Which lines of the listing contain the word "gate"? Report each of them in full.

Location identification entries:
▽
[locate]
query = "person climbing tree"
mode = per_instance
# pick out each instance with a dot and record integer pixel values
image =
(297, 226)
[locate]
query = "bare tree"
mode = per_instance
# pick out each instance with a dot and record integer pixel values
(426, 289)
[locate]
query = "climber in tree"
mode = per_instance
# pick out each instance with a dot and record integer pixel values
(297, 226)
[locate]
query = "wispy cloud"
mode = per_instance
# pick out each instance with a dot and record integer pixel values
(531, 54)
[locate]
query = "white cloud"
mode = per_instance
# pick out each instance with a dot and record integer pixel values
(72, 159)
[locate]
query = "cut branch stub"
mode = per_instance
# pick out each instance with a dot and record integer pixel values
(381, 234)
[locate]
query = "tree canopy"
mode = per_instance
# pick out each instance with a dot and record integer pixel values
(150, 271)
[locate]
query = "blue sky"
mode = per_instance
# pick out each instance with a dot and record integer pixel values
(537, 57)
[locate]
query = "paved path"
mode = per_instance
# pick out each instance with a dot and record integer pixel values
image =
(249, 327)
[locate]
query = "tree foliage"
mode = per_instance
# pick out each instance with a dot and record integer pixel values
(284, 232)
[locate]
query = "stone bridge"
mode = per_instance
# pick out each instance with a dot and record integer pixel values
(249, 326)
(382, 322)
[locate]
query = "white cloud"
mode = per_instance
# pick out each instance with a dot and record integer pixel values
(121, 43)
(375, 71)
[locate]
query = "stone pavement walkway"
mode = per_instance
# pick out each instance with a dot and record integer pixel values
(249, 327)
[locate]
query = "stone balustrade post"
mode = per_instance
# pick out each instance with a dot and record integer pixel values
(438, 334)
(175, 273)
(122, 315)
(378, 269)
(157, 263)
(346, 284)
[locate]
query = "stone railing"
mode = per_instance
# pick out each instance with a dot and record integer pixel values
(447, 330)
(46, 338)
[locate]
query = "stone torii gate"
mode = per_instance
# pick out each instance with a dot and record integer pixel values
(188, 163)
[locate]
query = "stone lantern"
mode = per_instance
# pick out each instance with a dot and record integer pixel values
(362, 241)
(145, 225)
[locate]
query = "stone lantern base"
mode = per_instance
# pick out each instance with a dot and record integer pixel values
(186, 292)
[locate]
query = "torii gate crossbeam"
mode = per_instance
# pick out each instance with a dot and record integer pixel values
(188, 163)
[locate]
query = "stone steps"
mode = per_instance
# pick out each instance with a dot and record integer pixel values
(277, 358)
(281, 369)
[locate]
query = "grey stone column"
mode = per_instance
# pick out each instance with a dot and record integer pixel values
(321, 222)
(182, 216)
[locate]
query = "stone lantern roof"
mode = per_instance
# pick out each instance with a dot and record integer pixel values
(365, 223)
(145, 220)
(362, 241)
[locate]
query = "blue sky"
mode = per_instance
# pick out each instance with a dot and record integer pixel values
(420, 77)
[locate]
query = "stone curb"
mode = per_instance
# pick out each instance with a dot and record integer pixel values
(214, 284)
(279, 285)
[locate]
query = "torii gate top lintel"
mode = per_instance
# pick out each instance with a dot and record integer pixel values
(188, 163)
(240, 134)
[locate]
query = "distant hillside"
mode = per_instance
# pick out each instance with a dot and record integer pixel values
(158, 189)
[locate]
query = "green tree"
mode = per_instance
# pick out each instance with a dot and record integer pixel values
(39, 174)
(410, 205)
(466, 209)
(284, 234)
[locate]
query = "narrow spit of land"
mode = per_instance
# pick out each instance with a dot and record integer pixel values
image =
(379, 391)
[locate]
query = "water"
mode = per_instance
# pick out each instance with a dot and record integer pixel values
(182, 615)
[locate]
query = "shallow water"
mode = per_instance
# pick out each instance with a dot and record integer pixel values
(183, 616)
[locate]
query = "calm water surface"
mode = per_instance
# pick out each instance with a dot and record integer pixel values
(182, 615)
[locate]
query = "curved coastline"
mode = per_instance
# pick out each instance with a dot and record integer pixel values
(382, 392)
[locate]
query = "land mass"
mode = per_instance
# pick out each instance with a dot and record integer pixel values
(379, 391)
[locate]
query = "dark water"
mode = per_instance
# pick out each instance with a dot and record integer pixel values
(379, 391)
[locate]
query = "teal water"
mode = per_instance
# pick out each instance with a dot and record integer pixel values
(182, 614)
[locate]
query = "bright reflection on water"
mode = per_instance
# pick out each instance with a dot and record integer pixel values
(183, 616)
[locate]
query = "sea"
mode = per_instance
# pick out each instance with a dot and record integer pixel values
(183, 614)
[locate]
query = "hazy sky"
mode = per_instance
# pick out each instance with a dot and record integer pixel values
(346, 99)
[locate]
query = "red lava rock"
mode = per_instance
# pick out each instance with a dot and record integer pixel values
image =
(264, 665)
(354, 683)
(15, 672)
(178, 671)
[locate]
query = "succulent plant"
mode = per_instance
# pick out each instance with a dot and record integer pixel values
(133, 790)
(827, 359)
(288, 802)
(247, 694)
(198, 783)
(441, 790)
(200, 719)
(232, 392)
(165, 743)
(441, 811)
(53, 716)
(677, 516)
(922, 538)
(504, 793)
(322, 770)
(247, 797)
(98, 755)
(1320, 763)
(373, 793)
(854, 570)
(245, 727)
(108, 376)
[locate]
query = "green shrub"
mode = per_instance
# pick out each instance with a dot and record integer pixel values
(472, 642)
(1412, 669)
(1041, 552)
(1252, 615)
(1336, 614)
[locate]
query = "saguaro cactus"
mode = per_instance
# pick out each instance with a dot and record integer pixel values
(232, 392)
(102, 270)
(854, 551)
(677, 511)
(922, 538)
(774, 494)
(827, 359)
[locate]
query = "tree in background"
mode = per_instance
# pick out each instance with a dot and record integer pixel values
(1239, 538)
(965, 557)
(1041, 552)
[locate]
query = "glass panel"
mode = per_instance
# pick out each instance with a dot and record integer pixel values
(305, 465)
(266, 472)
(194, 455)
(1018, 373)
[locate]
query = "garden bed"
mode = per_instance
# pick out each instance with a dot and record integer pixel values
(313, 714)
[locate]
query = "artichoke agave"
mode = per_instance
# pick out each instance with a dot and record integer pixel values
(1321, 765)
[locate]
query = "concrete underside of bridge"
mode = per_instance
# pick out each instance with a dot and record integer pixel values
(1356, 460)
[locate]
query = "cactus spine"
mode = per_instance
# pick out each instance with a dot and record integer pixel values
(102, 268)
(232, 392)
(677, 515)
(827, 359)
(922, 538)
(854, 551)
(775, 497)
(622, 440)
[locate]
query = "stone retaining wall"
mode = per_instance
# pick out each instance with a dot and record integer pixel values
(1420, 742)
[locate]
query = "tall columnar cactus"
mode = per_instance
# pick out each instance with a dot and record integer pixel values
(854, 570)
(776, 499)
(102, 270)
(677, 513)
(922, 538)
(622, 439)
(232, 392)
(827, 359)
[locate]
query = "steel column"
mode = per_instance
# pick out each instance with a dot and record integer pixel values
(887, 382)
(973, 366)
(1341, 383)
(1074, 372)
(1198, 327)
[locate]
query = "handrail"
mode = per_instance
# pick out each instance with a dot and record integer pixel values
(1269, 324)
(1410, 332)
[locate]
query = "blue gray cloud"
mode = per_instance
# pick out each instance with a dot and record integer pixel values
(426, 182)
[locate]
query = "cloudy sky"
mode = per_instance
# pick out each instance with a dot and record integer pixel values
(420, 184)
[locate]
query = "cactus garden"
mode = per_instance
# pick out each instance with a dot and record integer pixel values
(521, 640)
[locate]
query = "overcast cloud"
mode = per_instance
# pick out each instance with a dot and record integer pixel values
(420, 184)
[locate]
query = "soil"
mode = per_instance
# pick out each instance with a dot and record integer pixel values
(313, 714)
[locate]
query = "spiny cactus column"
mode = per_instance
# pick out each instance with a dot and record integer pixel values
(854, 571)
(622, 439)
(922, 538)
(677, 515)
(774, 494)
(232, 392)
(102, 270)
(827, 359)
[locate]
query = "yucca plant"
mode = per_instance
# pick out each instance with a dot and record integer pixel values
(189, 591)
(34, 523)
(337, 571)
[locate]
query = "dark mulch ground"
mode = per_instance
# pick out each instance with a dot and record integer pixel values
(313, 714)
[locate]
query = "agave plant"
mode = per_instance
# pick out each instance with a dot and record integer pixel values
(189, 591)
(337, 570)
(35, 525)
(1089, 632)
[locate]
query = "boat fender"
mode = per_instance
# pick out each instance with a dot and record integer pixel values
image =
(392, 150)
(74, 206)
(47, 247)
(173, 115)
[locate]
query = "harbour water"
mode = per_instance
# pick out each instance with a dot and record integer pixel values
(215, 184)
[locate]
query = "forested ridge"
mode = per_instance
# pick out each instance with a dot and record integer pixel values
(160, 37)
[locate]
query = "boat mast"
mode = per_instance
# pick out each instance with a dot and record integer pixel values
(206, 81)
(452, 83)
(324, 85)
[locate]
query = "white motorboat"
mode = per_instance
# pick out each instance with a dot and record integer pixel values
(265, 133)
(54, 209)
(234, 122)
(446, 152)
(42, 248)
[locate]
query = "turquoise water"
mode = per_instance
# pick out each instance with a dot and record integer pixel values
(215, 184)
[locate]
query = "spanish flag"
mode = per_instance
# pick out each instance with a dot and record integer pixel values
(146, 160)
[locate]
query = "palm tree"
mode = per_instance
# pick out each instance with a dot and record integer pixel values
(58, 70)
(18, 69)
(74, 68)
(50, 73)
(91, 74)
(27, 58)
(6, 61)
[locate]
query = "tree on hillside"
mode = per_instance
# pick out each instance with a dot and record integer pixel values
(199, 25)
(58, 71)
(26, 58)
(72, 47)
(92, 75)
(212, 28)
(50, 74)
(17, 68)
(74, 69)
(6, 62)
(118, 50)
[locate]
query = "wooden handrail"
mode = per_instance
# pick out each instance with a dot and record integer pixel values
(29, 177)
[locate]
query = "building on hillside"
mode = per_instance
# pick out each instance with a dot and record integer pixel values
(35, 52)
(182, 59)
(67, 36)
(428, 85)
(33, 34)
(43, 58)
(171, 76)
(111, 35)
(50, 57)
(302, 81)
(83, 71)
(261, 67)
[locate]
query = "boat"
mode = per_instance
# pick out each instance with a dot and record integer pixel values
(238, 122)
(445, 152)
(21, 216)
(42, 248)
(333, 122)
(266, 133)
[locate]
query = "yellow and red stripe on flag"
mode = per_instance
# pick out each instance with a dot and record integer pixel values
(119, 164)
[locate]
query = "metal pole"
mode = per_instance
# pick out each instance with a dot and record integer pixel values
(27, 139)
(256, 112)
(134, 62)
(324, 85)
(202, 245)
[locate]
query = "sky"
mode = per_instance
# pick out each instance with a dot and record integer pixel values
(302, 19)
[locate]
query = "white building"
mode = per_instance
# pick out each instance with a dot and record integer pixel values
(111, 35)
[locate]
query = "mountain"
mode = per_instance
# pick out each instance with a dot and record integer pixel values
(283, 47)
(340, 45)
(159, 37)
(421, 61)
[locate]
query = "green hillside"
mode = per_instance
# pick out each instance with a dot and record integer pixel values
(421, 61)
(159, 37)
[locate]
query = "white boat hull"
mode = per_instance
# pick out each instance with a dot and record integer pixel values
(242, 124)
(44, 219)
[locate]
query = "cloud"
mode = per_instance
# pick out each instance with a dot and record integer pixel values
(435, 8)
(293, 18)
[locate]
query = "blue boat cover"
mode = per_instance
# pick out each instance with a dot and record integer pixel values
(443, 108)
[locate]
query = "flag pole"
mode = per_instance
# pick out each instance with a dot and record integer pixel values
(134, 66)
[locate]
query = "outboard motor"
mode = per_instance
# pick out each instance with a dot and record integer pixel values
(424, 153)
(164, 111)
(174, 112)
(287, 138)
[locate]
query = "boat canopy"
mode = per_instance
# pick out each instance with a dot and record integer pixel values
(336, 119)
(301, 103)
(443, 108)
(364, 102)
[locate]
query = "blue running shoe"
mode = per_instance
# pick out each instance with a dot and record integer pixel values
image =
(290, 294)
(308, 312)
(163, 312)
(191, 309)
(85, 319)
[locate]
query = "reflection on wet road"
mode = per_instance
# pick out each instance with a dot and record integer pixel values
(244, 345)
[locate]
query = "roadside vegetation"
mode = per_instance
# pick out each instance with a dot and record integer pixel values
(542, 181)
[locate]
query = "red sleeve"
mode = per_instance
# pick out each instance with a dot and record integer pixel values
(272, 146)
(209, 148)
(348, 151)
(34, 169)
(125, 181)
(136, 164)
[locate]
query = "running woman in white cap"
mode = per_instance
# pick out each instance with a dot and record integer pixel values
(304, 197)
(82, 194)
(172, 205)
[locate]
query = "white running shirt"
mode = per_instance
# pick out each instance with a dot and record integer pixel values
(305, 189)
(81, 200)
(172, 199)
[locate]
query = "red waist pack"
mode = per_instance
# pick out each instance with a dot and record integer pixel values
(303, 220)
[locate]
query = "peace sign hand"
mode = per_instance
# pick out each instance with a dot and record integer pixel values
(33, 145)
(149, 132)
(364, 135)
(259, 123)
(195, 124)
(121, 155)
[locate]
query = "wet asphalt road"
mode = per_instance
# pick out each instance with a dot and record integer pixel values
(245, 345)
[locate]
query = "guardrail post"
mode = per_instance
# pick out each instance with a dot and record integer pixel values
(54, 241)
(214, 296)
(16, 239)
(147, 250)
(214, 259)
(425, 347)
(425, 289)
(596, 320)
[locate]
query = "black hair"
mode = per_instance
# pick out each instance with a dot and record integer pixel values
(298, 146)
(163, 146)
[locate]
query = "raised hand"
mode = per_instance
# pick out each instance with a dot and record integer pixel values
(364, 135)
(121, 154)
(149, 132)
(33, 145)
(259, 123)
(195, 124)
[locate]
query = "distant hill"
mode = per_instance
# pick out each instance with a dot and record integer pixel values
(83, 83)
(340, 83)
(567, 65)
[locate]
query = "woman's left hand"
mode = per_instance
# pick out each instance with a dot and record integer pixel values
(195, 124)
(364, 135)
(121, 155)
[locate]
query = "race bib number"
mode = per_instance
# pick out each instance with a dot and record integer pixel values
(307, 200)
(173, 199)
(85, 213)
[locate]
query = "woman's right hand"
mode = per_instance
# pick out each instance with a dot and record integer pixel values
△
#### Solution to the exercise:
query = "stone torii gate"
query = "torii gate crossbeam"
query = "torii gate top lintel"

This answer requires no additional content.